# Records for processing start

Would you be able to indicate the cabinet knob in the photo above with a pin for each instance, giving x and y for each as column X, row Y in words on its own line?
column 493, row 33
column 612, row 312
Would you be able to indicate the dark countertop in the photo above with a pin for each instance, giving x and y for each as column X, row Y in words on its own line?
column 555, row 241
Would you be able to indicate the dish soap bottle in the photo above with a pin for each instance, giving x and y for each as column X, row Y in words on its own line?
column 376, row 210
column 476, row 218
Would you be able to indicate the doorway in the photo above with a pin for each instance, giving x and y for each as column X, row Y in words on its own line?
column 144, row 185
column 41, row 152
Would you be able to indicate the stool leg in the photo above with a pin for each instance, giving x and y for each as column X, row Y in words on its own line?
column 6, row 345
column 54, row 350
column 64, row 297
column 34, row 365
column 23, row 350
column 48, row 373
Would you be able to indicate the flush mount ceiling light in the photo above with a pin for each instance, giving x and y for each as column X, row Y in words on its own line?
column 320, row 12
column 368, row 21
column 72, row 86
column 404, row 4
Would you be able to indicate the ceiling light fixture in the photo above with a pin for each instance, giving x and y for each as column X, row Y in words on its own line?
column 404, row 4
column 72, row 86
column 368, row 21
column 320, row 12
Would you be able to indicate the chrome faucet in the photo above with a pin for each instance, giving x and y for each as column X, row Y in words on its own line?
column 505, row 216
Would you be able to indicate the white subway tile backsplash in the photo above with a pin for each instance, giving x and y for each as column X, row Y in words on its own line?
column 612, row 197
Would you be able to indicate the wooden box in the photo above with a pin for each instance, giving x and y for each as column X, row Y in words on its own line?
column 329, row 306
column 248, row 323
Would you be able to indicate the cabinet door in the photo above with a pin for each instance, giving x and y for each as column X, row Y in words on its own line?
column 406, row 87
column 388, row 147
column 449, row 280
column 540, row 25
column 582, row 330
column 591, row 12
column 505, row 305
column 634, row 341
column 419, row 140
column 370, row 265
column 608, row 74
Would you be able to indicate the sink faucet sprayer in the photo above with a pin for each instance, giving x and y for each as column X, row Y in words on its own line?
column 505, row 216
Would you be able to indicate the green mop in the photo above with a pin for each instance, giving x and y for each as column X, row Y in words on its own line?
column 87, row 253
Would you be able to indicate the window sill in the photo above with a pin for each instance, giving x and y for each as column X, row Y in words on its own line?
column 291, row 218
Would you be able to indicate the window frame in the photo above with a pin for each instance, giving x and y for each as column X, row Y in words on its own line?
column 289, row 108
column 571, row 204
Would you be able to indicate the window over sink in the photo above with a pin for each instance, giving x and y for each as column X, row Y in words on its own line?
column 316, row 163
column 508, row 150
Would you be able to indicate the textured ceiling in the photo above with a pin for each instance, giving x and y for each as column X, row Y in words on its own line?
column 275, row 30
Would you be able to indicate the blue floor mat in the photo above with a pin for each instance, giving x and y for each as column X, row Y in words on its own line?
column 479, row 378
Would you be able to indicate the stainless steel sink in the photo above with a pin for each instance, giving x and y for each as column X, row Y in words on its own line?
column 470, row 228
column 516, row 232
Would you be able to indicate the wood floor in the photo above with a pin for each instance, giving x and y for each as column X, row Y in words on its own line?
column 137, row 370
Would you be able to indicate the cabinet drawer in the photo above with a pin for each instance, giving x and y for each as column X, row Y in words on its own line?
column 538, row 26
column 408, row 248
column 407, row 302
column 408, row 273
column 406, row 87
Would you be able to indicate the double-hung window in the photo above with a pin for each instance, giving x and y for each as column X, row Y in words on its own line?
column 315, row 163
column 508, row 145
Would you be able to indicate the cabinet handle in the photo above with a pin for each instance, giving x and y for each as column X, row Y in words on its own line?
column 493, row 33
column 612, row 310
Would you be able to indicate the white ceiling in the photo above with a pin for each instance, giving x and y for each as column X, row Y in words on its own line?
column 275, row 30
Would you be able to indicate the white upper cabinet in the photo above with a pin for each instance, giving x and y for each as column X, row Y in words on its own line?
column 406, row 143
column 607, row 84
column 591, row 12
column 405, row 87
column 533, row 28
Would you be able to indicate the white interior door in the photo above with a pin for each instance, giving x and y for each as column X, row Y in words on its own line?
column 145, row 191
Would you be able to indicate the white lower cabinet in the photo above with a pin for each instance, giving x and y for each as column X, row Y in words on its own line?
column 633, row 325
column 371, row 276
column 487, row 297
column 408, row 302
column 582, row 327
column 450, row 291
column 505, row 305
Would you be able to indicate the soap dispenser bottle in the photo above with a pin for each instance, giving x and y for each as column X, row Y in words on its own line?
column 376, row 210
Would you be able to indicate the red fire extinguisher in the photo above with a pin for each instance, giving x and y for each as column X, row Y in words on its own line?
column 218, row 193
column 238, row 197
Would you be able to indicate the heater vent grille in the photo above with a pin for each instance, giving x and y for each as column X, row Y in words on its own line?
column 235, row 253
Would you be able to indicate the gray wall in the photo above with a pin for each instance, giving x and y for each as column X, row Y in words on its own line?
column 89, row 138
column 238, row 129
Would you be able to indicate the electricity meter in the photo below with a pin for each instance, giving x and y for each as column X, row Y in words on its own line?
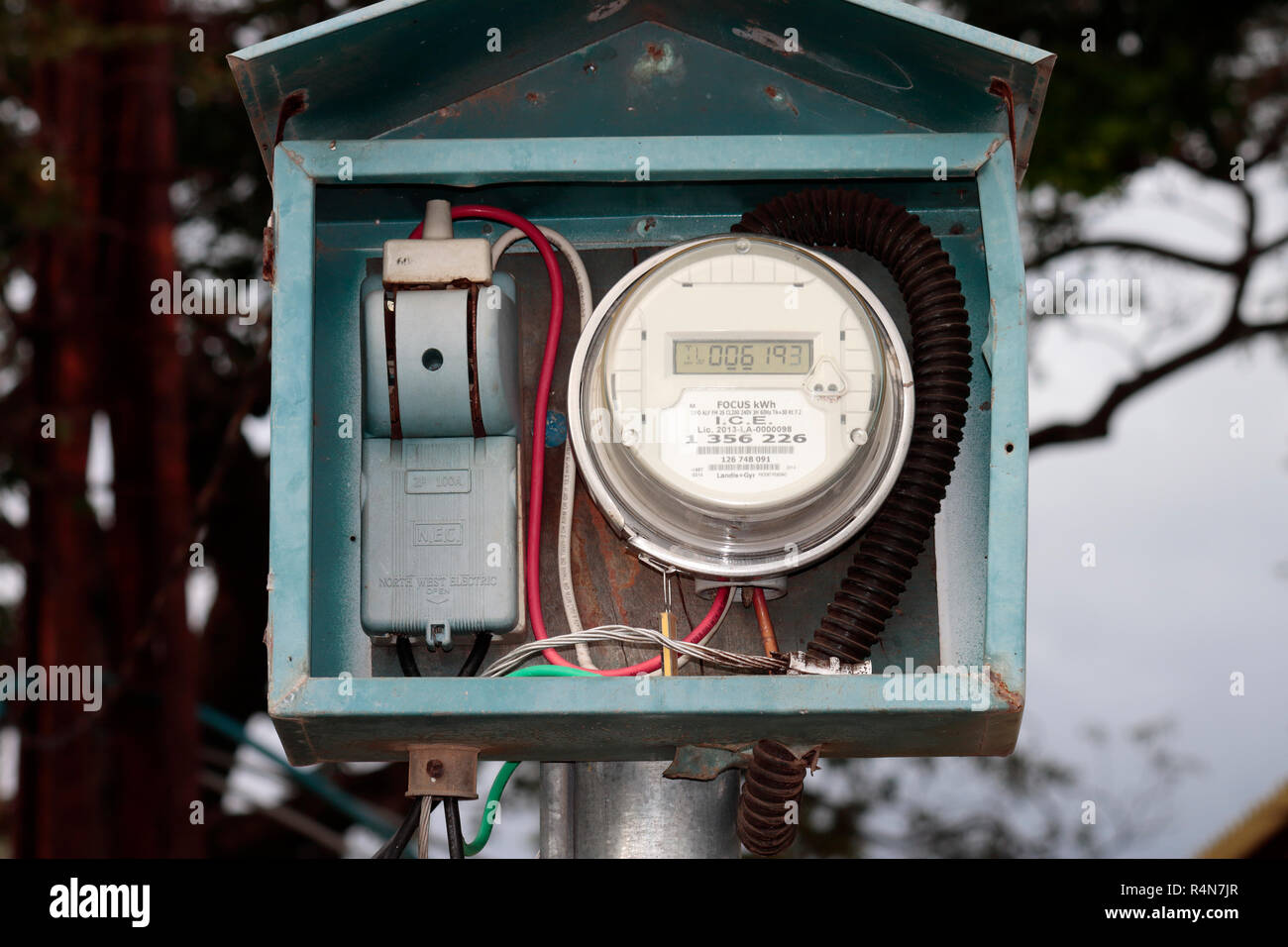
column 739, row 406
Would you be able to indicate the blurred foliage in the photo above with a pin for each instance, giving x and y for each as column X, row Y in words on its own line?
column 1167, row 78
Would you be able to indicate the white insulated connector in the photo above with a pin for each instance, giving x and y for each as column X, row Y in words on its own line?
column 437, row 258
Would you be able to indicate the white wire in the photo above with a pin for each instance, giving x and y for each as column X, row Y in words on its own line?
column 639, row 635
column 684, row 659
column 570, row 480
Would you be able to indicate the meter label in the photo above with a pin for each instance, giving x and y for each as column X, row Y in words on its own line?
column 743, row 441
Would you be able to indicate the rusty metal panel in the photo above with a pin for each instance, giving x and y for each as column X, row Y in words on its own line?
column 487, row 68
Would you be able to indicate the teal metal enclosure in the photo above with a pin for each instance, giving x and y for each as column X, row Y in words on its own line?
column 629, row 127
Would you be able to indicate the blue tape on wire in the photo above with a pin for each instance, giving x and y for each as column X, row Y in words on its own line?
column 557, row 428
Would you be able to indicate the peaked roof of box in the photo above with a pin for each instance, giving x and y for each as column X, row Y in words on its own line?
column 430, row 68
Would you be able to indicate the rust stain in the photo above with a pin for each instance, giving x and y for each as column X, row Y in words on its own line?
column 1014, row 701
column 780, row 98
column 605, row 11
column 1000, row 88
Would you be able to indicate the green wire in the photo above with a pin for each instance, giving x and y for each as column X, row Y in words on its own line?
column 502, row 779
column 493, row 796
column 552, row 672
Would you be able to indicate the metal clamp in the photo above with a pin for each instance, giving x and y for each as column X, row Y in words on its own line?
column 449, row 772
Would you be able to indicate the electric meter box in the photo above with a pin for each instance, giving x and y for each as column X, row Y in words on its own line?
column 631, row 128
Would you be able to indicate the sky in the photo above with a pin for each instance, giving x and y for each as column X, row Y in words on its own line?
column 1185, row 504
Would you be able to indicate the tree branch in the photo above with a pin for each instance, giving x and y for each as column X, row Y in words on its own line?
column 1098, row 425
column 1133, row 247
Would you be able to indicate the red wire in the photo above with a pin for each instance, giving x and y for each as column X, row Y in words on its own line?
column 536, row 484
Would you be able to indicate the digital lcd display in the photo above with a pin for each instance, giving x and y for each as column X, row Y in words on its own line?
column 743, row 357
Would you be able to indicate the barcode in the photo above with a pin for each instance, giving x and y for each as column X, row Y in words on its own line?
column 748, row 449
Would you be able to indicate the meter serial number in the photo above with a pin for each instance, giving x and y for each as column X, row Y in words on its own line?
column 785, row 438
column 743, row 357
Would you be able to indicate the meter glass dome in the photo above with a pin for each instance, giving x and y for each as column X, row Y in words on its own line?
column 739, row 405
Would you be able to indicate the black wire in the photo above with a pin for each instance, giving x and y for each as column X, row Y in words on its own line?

# Records for processing end

> Exercise task
Pull out the lines verbatim, beginning with the line containing "Would you be able to indicate the green wire" and continuing through the line containing "column 449, row 772", with both of those lines included.

> Written response
Would you be able to indicate the green wire in the photo above with a pin for each instance, giving x and y for each as column X, row Y in words on its own line?
column 502, row 779
column 493, row 796
column 552, row 672
Would you be able to indicate the metal clamp in the photo above with a pin for each instance, giving x and y for each as column X, row Y in words on its own line?
column 449, row 772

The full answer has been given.